Recast the records as a Markdown table with the columns Row and Line, giving each non-blank line its own row.
━━ RECORDS SHOWN ━━
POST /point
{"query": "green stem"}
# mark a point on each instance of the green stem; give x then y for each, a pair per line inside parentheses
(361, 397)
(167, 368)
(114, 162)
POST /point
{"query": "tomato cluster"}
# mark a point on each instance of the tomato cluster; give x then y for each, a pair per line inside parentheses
━━━
▶ [SOLUTION TO THE PROBLEM]
| Row | Line |
|---|---|
| 1 | POST /point |
| 2 | {"query": "green stem"} |
| 3 | # mark a point on each instance of the green stem; give x then y for each, a pair per line inside parentheses |
| 4 | (361, 397) |
| 5 | (167, 368) |
| 6 | (114, 162) |
| 7 | POST /point |
| 8 | {"query": "tomato cluster"} |
| 9 | # mark a point on each instance of the tomato cluster; give x then y for each, a pair per line inside parentheses |